| WHAT TO PRODUCE |
Update the entries below by replacing every occurrence of "bare branch" with "leafless branch", keeping all other text identical. Omit the pictures from the output.

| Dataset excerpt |
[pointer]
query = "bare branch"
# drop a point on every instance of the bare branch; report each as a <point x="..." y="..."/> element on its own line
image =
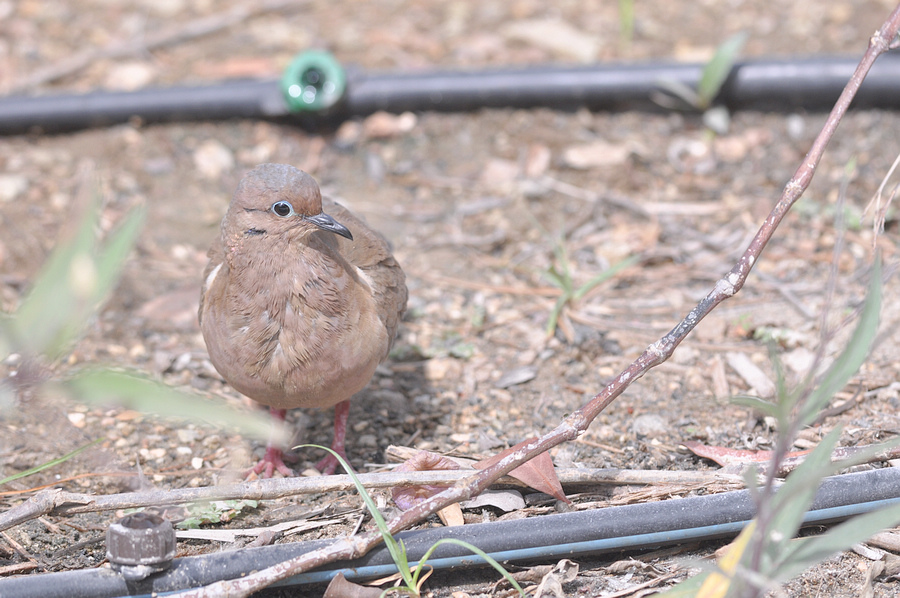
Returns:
<point x="578" y="422"/>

| CORRECT RESULT |
[pointer]
query = "leafless branch"
# drop a point on every instance of the leafless branch; report each as a <point x="..." y="..."/> element on its own line
image =
Returns:
<point x="578" y="422"/>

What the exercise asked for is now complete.